### DATASET
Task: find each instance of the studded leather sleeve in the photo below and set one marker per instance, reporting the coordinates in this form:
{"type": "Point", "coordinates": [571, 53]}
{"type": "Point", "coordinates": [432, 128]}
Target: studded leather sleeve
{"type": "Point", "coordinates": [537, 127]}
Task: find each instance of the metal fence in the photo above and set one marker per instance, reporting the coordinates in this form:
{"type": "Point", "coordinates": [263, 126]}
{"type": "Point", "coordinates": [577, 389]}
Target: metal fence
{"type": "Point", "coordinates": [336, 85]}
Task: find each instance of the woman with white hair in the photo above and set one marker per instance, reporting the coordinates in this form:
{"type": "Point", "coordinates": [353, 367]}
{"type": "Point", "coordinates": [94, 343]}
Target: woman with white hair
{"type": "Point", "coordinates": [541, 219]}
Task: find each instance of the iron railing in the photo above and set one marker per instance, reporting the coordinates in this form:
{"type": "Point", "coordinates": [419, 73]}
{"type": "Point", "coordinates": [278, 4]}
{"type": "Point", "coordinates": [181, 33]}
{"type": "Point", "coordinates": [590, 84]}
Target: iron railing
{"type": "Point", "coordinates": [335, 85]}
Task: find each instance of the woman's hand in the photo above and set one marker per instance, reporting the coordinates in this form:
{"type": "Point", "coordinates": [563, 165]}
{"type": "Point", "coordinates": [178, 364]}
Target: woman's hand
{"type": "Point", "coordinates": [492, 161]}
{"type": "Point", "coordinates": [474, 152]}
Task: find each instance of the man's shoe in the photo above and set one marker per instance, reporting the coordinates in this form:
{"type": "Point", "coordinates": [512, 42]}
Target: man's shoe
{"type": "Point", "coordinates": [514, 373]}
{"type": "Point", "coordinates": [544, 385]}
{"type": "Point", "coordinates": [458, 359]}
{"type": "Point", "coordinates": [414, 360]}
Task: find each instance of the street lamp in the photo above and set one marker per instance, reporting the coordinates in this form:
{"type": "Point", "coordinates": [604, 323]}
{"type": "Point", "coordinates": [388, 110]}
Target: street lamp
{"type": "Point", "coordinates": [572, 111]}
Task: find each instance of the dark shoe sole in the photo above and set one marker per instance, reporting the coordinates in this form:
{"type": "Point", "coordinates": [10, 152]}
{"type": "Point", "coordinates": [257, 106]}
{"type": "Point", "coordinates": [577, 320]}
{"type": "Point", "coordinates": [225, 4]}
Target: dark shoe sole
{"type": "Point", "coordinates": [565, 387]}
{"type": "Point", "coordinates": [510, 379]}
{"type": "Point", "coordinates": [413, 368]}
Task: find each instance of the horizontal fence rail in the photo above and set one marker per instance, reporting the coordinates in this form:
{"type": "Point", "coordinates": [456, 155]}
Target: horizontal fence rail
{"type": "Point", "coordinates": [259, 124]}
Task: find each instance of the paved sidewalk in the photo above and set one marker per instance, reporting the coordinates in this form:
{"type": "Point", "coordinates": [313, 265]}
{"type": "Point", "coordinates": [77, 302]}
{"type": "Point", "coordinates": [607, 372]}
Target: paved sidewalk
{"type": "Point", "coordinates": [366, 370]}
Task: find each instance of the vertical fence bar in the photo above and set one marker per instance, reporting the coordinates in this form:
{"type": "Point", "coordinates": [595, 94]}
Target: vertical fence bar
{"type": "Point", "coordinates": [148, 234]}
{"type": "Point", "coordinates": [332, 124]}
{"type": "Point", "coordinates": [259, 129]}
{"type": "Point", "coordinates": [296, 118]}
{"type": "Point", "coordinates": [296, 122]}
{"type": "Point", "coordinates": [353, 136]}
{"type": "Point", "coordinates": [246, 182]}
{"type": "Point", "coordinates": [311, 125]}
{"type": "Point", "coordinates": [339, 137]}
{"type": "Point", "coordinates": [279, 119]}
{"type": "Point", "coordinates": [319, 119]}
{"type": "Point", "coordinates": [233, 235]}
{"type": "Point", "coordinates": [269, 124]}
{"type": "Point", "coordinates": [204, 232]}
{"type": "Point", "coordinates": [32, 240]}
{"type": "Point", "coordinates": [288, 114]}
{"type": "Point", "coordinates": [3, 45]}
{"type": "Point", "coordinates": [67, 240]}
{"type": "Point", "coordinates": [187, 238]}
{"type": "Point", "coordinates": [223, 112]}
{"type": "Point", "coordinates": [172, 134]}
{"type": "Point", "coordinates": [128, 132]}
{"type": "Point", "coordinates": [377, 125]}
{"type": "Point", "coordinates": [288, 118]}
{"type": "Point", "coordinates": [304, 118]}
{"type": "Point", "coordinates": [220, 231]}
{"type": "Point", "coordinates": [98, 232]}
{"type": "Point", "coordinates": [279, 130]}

### AIM OF THE TASK
Please reproduce each line exactly as written.

### REPLY
Task: find each instance of the studded leather sleeve in the photo below and set one marker per instance, reporting the coordinates in this form:
{"type": "Point", "coordinates": [571, 53]}
{"type": "Point", "coordinates": [432, 128]}
Target: studded leather sleeve
{"type": "Point", "coordinates": [537, 127]}
Task: find each instance of the metal fence in the photo above and set one marker per instance, reporting the coordinates in this form:
{"type": "Point", "coordinates": [263, 126]}
{"type": "Point", "coordinates": [577, 389]}
Target: metal fence
{"type": "Point", "coordinates": [336, 85]}
Task: find each instance of the woman with white hair in the photo above and set one marker per instance, reporting the coordinates in this form:
{"type": "Point", "coordinates": [353, 367]}
{"type": "Point", "coordinates": [94, 343]}
Target: woman with white hair
{"type": "Point", "coordinates": [541, 219]}
Task: find each instance of the iron railing in the photo above and set one marker per instance, reporting the coordinates in this form:
{"type": "Point", "coordinates": [419, 73]}
{"type": "Point", "coordinates": [278, 4]}
{"type": "Point", "coordinates": [181, 33]}
{"type": "Point", "coordinates": [590, 84]}
Target: iron railing
{"type": "Point", "coordinates": [335, 85]}
Task: find each instance of the woman's hand in the photo above and set one marker per instance, reporting the coordinates in this form:
{"type": "Point", "coordinates": [563, 165]}
{"type": "Point", "coordinates": [178, 364]}
Target: woman's hand
{"type": "Point", "coordinates": [492, 161]}
{"type": "Point", "coordinates": [474, 152]}
Task: find each instance of the man's shoe in the photo above and set one marker per instance, reporting the coordinates in this form:
{"type": "Point", "coordinates": [512, 42]}
Target: man's shoe
{"type": "Point", "coordinates": [514, 373]}
{"type": "Point", "coordinates": [544, 385]}
{"type": "Point", "coordinates": [458, 359]}
{"type": "Point", "coordinates": [414, 360]}
Task: find each instance of the street lamp in the photo above and set one marker per instance, reporting the coordinates in this form:
{"type": "Point", "coordinates": [604, 323]}
{"type": "Point", "coordinates": [388, 110]}
Target: street lamp
{"type": "Point", "coordinates": [572, 111]}
Task: find each instance of the dark shoe sole in the photo above and set one marker per instance, reporting the coordinates in this form:
{"type": "Point", "coordinates": [10, 152]}
{"type": "Point", "coordinates": [257, 106]}
{"type": "Point", "coordinates": [577, 320]}
{"type": "Point", "coordinates": [225, 4]}
Target: dark shoe sole
{"type": "Point", "coordinates": [565, 387]}
{"type": "Point", "coordinates": [510, 379]}
{"type": "Point", "coordinates": [413, 368]}
Task: find each instance of the horizontal fence rail in the photo above and set one marker per instance, reporting the coordinates in this form:
{"type": "Point", "coordinates": [456, 155]}
Target: horizontal fence rail
{"type": "Point", "coordinates": [259, 124]}
Task: find each instance of the paved sidewalk in the photo above and set one marker per instance, reporting the coordinates in this form:
{"type": "Point", "coordinates": [313, 265]}
{"type": "Point", "coordinates": [77, 302]}
{"type": "Point", "coordinates": [607, 372]}
Target: paved sidewalk
{"type": "Point", "coordinates": [366, 370]}
Task: find each instance of the vertical fence bar in the photo above and set one marker per instance, reporting the coordinates in this form:
{"type": "Point", "coordinates": [595, 94]}
Target: vertical fence bar
{"type": "Point", "coordinates": [148, 234]}
{"type": "Point", "coordinates": [332, 124]}
{"type": "Point", "coordinates": [259, 129]}
{"type": "Point", "coordinates": [296, 118]}
{"type": "Point", "coordinates": [296, 122]}
{"type": "Point", "coordinates": [353, 136]}
{"type": "Point", "coordinates": [246, 182]}
{"type": "Point", "coordinates": [311, 125]}
{"type": "Point", "coordinates": [339, 137]}
{"type": "Point", "coordinates": [279, 119]}
{"type": "Point", "coordinates": [319, 119]}
{"type": "Point", "coordinates": [233, 235]}
{"type": "Point", "coordinates": [269, 124]}
{"type": "Point", "coordinates": [204, 232]}
{"type": "Point", "coordinates": [32, 240]}
{"type": "Point", "coordinates": [288, 114]}
{"type": "Point", "coordinates": [3, 45]}
{"type": "Point", "coordinates": [67, 240]}
{"type": "Point", "coordinates": [187, 238]}
{"type": "Point", "coordinates": [223, 112]}
{"type": "Point", "coordinates": [172, 134]}
{"type": "Point", "coordinates": [128, 132]}
{"type": "Point", "coordinates": [377, 125]}
{"type": "Point", "coordinates": [288, 118]}
{"type": "Point", "coordinates": [304, 118]}
{"type": "Point", "coordinates": [220, 231]}
{"type": "Point", "coordinates": [98, 232]}
{"type": "Point", "coordinates": [279, 130]}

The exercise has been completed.